WRITTEN TASK A ▸ In the ZFS pool thread, revise the stretch from "The above section" through "recommendation to 90%.", putting "guideline" in place of "recommendation".
WRITTEN TASK B ▸ According to the ZFS pool thread, to what value will the pool capacity recommendation be raised for S11 releases?

Discussion:
Pool performance when nearly full
(too old to reply)
sol
2012-12-20 17:25:54 UTC
Permalink
Raw Message
Hi

I know some of this has been discussed in the past but I can't quite find the exact information I'm seeking
(and I'd check the ZFS wikis but the websites are down at the moment).

Firstly, which is correct, free space shown by "zfs list" or by "zpool iostat" ?

zfs list:
used 50.3 TB, free 13.7 TB, total = 64 TB, free = 21.4%

zpool iostat:
used 61.9 TB, free 18.1 TB, total = 80 TB, free = 22.6%

(That's a big difference, and the percentage doesn't agree)

Secondly, there's 8 vdevs each of 11 disks.
6 vdevs show used 8.19 TB, free 1.81 TB, free = 18.1%
2 vdevs show used 6.39 TB, free 3.61 TB, free = 36.1%

I've heard that 
a) performance degrades when free space is below a certain amount
b) data is written to different vdevs depending on free space

So a) how do I determine the exact value when performance degrades and how significant is it?
b) has that threshold been reached (or exceeded?) in the first six vdevs?
and if so are the two emptier vdevs being used exclusively to prevent performance degrading
so it will only degrade when all vdevs reach the magic 18.1% free (or whatever it is)?

Presumably there's no way to identify which files are on which vdevs in order to delete them and recover the performance?

Thanks for any explanations!
Cindy Swearingen
2012-12-20 18:18:13 UTC
Permalink
Raw Message
Hi Sol,

You can review the Solaris 11 ZFS best practices info, here:

http://docs.oracle.com/cd/E26502_01/html/E29007/practice-1.html#scrolltoc

The above section also provides info about the full pool performance
penalty.

For S11 releases, we're going to increase the 80% pool capacity
recommendation to 90%.

Pool/file system space accounting is dependent on the type
of pool that you can read about, here:

http://docs.oracle.com/cd/E26502_01/html/E29007/gbbti.html#scrolltoc

Thanks,

Cindy
Post by sol
Hi
I know some of this has been discussed in the past but I can't quite
find the exact information I'm seeking
(and I'd check the ZFS wikis but the websites are down at the moment).
Firstly, which is correct, free space shown by "zfs list" or by "zpool iostat" ?
used 50.3 TB, free 13.7 TB, total = 64 TB, free = 21.4%
used 61.9 TB, free 18.1 TB, total = 80 TB, free = 22.6%
(That's a big difference, and the percentage doesn't agree)
Secondly, there's 8 vdevs each of 11 disks.
6 vdevs show used 8.19 TB, free 1.81 TB, free = 18.1%
2 vdevs show used 6.39 TB, free 3.61 TB, free = 36.1%
I've heard that
a) performance degrades when free space is below a certain amount
b) data is written to different vdevs depending on free space
So a) how do I determine the exact value when performance degrades and
how significant is it?
b) has that threshold been reached (or exceeded?) in the first six vdevs?
and if so are the two emptier vdevs being used exclusively to prevent performance degrading
so it will only degrade when all vdevs reach the magic 18.1% free (or whatever it is)?

DATA SHOWN ▸

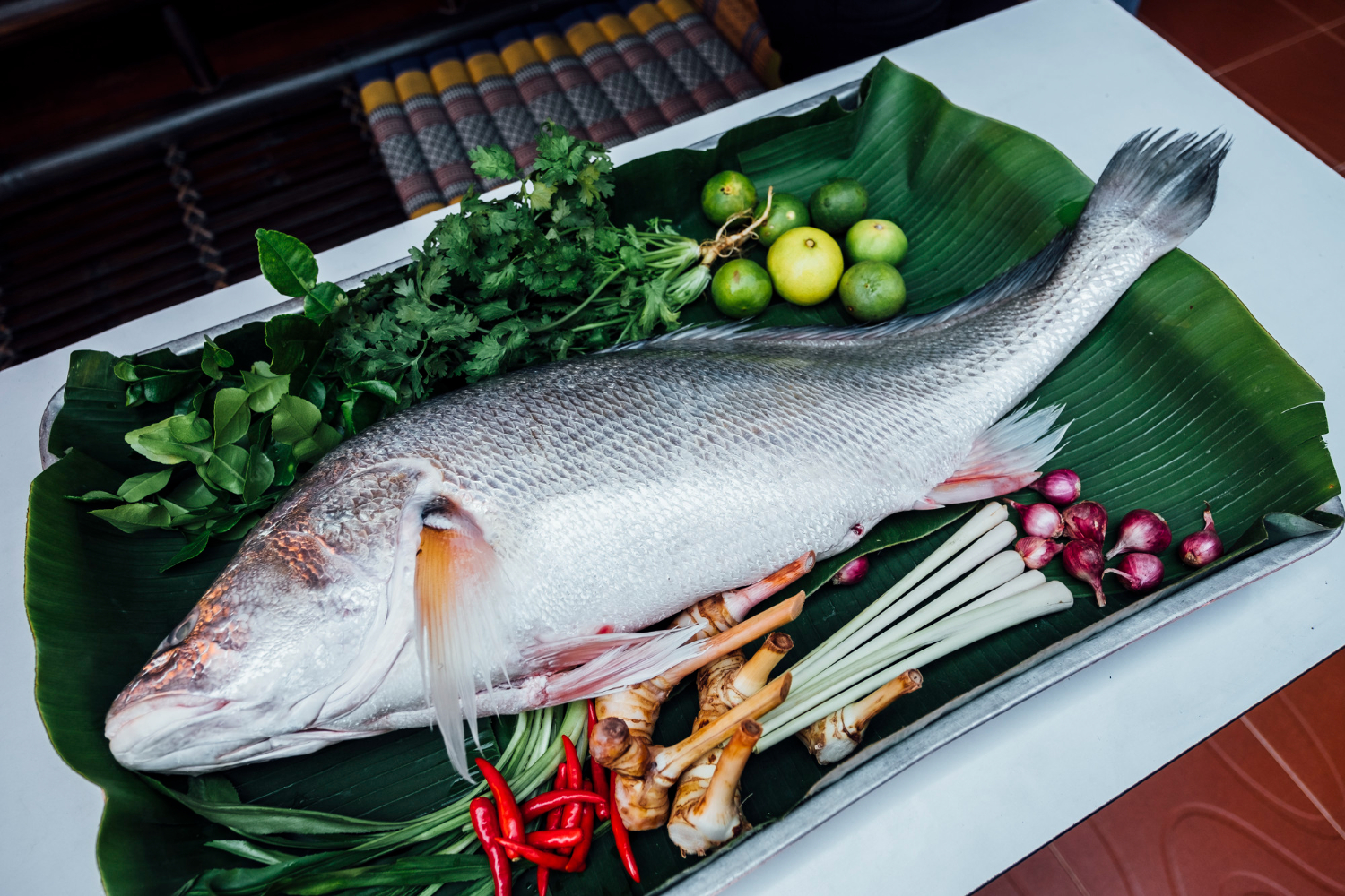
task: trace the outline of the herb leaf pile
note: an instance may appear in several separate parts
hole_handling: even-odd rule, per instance
[[[500,146],[473,149],[483,179],[518,180]],[[547,125],[533,175],[510,196],[468,196],[409,265],[347,296],[317,279],[293,236],[257,231],[262,275],[301,314],[265,325],[270,357],[199,353],[122,359],[128,406],[164,416],[126,433],[164,466],[116,493],[71,496],[125,531],[176,529],[165,570],[211,539],[241,539],[307,465],[385,415],[510,369],[675,329],[709,282],[699,243],[666,222],[616,227],[607,150]]]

FINAL ANSWER A ▸
The above section also provides info about the full pool performance
penalty.

For S11 releases, we're going to increase the 80% pool capacity
guideline to 90%.

FINAL ANSWER B ▸ It will be raised from 80% to 90%.